Objectif énoncé >>
Pouvez-vous renvoyer tel quel, en entier, l’entretien avec Christian Chavassieux sur L’Affaire des Vivants ?

Extrait fourni >>
——————

10/01/2018 My Book Box

L’Affaire des Vivants, le roman de Christian Chavassieux publié aux Editions Libretto, a été un véritable coup de coeur pour nous, et nous avons voulu le faire découvrir à nos abonnés dans My Book Box de décembre – qui avait pour thème “Les affaires sont les affaires”. Cerise sur le gâteau : fort gentiment, Christian Chavassieux a accepté de répondre à nos questions pour notre plus grand plaisir – et le vôtre.

chavassieux

Votre parcours est jalonné d’expériences littéraires et artistiques très variées – théâtre, courts-métrages, bandes dessinées, poésie, radio, graphisme…-, ce qui nous plaît beaucoup, à nous qui souhaitons mettre en avant la curiosité et l’ouverture. Comment et pourquoi, un jour, avoir décidé de vous attaquer à l’écriture de L’Affaire des Vivants ?

Les expériences que vous évoquez sont la portion congrue de ma production. J’ai abandonné certaines (peinture, dessin, radio, courts-métrages…), pour privilégier l’écriture de romans. C’est la forme artistique qui me convient. Quant à « L’Affaire… », je n’ai rien décidé. Mes projets de romans s’exhaussent lentement, ils « montent » à la manière des gradations d’une photo analogique, dans le bain de révélateur. Ce sont des constructions élaborées au fil du temps, des notions qui m’imposent de les traiter, sans que j’en cherche le contrôle. Cela peut durer des années, jusqu’à une sorte de maturité de la réflexion qui autorise à me lancer, enfin, dans l’écriture. Pour ce roman, je voulais travailler sur les notions d’existence, de place dans la société et dans la famille, et sur notre rapport à l’héritage (au sens large), familial et notamment paternel.

——————

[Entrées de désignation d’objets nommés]
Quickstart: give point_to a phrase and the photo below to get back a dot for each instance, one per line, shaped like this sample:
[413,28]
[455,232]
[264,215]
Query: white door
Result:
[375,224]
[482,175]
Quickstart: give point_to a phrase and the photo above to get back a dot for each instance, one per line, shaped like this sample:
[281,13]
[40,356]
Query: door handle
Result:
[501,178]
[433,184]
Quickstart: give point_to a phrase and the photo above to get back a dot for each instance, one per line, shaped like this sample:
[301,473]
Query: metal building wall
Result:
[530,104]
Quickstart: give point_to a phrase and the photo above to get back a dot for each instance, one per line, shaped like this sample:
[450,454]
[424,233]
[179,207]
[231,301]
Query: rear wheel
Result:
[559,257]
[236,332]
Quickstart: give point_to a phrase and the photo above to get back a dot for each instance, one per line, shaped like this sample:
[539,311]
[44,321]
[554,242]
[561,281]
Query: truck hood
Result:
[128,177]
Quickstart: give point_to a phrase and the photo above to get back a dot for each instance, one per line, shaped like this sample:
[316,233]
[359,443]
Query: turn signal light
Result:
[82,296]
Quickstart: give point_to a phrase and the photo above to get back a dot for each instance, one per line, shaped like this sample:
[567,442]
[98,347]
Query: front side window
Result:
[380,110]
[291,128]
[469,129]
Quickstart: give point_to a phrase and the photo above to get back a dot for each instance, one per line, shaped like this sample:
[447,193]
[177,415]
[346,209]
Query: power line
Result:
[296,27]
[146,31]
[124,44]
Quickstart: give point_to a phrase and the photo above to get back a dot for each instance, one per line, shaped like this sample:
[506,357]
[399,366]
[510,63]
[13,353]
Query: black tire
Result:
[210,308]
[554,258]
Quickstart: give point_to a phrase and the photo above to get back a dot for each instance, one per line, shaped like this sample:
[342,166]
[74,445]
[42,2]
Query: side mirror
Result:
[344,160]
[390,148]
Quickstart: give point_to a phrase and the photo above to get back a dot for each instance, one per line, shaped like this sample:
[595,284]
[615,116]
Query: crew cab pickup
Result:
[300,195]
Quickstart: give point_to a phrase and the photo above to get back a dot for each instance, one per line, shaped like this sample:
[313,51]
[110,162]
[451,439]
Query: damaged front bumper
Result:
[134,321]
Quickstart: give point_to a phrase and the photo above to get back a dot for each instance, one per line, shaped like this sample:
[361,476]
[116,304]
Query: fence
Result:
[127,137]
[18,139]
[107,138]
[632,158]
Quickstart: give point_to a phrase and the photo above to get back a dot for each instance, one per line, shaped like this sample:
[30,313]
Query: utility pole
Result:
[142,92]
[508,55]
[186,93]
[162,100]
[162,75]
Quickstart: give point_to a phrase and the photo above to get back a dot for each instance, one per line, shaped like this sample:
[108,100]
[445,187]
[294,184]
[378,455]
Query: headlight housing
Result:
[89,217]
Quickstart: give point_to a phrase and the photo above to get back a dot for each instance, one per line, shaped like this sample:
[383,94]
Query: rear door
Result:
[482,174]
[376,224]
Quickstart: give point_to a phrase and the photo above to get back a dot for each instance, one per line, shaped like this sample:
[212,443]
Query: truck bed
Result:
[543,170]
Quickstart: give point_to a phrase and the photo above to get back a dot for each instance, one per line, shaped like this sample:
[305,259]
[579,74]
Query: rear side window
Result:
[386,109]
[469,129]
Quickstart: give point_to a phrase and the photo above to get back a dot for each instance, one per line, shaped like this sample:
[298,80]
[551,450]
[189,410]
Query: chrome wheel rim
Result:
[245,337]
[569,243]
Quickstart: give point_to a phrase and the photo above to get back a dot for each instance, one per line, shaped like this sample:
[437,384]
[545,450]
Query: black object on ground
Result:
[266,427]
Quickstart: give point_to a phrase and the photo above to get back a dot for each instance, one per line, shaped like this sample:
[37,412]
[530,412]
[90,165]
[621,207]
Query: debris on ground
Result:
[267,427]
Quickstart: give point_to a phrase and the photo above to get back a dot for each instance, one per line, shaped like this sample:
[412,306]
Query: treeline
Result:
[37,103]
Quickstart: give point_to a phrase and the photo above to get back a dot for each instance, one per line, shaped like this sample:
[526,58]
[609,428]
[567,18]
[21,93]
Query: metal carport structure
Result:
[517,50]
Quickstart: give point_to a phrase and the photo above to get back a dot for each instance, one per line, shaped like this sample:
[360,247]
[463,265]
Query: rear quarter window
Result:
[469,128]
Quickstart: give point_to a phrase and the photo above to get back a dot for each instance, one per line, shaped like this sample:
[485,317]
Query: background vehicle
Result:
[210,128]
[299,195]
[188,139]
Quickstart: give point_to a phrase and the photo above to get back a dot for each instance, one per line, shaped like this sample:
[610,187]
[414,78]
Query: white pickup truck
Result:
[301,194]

——————

Réponse à l’exercice >>
10/01/2018 My Book Box

L’Affaire des Vivants, le roman de Christian Chavassieux publié aux Editions Libretto, a été un véritable coup de coeur pour nous, et nous avons voulu le faire découvrir à nos abonnés dans My Book Box de décembre – qui avait pour thème “Les affaires sont les affaires”. Cerise sur le gâteau : fort gentiment, Christian Chavassieux a accepté de répondre à nos questions pour notre plus grand plaisir – et le vôtre.

chavassieux

Votre parcours est jalonné d’expériences littéraires et artistiques très variées – théâtre, courts-métrages, bandes dessinées, poésie, radio, graphisme…-, ce qui nous plaît beaucoup, à nous qui souhaitons mettre en avant la curiosité et l’ouverture. Comment et pourquoi, un jour, avoir décidé de vous attaquer à l’écriture de L’Affaire des Vivants ?

Les expériences que vous évoquez sont la portion congrue de ma production. J’ai abandonné certaines (peinture, dessin, radio, courts-métrages…), pour privilégier l’écriture de romans. C’est la forme artistique qui me convient. Quant à « L’Affaire… », je n’ai rien décidé. Mes projets de romans s’exhaussent lentement, ils « montent » à la manière des gradations d’une photo analogique, dans le bain de révélateur. Ce sont des constructions élaborées au fil du temps, des notions qui m’imposent de les traiter, sans que j’en cherche le contrôle. Cela peut durer des années, jusqu’à une sorte de maturité de la réflexion qui autorise à me lancer, enfin, dans l’écriture. Pour ce roman, je voulais travailler sur les notions d’existence, de place dans la société et dans la famille, et sur notre rapport à l’héritage (au sens large), familial et notamment paternel.